Data Hub Example

In this example you will configure and run a Data Hub workflow that reads usage records in CSV format and uploads the data to Impala. The partition column is created based on a date string in the input data.

Follow these steps below to run the example on one machine that hosts both , Cloudera Manager, and CDP.

  1. Install Cloudera Manager and CDP. For this example you may use the Cloudera Public Cloud or Private Cloud Trial Installation, which you may Download from https://www.cloudera.com/
  2. Open the file browser in Hue and create the staging directory, /user/cloudera/uploads. Update the permissions on the directory to make it available to the UNIX user(s) that is used to start the ECs.
  3. Open the Impala query editor in Hue and create a database.

    CREATE DATABASE test;
  4. Create a table to be used with Data Hub.

● **Work request**:
Copy out the part of the Data Hub example starting with "Data Hub Example" and going on through "Manager, and CDP.", keeping every word and mark unchanged.

● **Recorded data**:
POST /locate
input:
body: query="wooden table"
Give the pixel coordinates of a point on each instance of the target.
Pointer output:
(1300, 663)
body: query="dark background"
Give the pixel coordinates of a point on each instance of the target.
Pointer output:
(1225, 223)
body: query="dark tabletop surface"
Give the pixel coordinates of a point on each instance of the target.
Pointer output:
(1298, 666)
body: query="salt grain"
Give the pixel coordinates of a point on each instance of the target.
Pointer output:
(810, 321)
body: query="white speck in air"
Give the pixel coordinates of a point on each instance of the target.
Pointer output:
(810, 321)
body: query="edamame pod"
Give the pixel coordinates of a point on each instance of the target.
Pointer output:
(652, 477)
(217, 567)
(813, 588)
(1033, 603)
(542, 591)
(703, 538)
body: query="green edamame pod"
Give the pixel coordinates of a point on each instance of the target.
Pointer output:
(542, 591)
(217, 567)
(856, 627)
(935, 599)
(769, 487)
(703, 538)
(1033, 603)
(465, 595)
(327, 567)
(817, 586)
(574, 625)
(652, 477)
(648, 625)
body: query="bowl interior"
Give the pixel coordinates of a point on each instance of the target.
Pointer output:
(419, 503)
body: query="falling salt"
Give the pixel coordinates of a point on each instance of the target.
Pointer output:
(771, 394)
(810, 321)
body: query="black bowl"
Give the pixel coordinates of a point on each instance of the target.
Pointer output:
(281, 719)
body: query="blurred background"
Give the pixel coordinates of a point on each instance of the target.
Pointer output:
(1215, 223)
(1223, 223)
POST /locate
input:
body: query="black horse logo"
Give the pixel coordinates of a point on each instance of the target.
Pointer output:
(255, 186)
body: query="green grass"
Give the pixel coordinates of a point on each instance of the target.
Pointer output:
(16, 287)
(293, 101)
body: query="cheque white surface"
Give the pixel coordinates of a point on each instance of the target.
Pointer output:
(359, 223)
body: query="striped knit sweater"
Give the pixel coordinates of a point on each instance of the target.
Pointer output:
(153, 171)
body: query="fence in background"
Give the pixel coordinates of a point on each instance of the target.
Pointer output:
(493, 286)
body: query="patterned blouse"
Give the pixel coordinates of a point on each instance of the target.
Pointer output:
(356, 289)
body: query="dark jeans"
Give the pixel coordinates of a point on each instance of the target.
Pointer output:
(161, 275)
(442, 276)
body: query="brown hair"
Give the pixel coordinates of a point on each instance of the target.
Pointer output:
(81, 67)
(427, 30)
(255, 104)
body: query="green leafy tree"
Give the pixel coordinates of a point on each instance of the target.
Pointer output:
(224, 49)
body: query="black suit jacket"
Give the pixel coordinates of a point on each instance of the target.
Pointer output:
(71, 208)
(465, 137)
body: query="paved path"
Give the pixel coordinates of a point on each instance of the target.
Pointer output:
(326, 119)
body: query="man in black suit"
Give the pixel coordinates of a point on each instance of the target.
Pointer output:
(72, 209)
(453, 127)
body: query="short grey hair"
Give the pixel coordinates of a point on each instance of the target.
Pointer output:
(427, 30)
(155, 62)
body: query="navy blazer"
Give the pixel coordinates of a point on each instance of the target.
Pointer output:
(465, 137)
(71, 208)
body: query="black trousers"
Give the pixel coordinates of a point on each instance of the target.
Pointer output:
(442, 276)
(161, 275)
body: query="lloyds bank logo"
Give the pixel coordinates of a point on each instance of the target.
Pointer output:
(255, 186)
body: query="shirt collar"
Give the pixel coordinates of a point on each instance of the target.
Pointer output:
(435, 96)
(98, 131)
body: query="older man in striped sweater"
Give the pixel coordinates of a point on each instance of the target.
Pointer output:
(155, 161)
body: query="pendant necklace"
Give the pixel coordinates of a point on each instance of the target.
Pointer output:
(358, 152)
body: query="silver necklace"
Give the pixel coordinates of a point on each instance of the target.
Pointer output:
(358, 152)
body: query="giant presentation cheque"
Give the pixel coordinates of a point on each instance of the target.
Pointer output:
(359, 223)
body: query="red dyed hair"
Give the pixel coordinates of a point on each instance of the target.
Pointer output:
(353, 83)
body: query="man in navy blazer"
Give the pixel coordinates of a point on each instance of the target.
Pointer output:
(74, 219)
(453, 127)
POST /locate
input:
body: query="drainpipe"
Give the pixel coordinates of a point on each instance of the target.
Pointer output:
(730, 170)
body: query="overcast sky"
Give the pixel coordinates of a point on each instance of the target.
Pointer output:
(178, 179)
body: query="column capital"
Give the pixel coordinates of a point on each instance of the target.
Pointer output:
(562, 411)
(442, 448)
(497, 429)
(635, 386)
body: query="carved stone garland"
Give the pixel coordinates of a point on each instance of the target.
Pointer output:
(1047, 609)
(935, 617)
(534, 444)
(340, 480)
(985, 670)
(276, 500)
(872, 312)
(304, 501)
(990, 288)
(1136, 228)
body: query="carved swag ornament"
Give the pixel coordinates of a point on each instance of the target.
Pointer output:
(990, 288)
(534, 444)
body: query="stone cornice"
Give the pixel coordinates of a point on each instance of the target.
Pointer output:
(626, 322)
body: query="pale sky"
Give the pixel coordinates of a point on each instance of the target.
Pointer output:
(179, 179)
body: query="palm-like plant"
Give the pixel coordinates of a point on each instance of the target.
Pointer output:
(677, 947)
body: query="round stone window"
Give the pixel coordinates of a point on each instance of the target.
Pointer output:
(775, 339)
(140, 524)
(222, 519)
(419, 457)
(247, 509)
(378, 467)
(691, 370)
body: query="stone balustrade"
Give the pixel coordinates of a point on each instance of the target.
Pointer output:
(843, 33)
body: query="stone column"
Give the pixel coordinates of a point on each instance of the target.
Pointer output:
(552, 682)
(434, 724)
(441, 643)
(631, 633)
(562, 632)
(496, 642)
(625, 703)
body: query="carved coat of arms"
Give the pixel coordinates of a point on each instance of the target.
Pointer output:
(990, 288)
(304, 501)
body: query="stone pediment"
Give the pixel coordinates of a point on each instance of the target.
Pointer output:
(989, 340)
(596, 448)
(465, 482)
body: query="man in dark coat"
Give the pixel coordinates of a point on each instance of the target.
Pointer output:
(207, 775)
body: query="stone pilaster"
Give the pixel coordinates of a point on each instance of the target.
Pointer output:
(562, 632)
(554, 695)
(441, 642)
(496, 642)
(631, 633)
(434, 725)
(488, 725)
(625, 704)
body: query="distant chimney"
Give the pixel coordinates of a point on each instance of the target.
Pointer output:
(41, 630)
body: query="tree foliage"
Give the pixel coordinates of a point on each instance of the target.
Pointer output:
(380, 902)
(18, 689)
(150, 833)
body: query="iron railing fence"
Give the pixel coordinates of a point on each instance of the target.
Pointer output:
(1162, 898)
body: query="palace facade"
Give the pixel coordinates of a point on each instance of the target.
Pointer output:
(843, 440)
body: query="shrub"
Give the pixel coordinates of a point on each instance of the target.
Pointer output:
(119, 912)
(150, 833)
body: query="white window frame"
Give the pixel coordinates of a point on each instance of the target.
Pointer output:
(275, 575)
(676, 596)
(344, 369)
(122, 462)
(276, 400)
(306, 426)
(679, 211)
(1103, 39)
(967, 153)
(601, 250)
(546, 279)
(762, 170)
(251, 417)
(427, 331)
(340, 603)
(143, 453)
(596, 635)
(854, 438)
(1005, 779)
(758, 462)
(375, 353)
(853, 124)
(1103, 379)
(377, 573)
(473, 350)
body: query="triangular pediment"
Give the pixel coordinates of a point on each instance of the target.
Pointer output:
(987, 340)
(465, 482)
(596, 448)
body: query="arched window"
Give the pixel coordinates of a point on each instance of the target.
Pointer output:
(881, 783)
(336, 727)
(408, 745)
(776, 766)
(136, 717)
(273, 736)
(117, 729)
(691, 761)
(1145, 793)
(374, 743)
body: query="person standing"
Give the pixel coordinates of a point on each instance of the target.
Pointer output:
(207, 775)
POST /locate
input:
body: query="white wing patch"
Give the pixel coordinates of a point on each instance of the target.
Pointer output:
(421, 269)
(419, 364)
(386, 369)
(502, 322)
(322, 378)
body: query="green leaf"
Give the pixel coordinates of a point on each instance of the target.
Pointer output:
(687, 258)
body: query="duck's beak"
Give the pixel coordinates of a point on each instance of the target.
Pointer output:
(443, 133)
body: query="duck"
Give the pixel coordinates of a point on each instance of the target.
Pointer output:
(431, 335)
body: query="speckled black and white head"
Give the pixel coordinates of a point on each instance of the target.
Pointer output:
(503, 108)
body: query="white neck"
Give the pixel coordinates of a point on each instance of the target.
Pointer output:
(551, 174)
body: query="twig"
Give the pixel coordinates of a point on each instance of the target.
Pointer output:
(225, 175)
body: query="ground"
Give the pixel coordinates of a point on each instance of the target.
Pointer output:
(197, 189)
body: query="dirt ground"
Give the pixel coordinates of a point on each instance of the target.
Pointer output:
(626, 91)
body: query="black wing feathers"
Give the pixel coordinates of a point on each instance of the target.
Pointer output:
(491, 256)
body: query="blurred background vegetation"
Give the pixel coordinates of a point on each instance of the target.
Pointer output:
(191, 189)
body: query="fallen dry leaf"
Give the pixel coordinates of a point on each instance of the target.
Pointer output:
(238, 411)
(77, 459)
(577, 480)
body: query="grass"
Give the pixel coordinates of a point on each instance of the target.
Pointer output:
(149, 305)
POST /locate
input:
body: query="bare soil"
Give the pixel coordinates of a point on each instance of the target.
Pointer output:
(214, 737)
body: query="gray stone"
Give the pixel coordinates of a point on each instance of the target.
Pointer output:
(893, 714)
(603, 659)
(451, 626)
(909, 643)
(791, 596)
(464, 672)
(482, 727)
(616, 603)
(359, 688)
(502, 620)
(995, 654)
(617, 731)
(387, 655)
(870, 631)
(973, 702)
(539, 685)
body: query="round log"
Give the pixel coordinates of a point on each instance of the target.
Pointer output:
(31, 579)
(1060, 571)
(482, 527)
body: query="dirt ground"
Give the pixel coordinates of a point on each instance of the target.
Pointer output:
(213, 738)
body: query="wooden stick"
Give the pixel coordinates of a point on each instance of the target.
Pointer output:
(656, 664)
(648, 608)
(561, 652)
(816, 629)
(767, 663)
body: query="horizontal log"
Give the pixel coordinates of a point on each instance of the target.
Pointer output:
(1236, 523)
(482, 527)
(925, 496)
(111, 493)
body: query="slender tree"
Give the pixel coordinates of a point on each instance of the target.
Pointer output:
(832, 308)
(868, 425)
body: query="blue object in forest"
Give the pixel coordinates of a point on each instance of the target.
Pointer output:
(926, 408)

● **Answer section**:
Data Hub Example

In this example you will configure and run a Data Hub workflow that reads usage records in CSV format and uploads the data to Impala. The partition column is created based on a date string in the input data.

Follow these steps below to run the example on one machine that hosts both , Cloudera Manager, and CDP.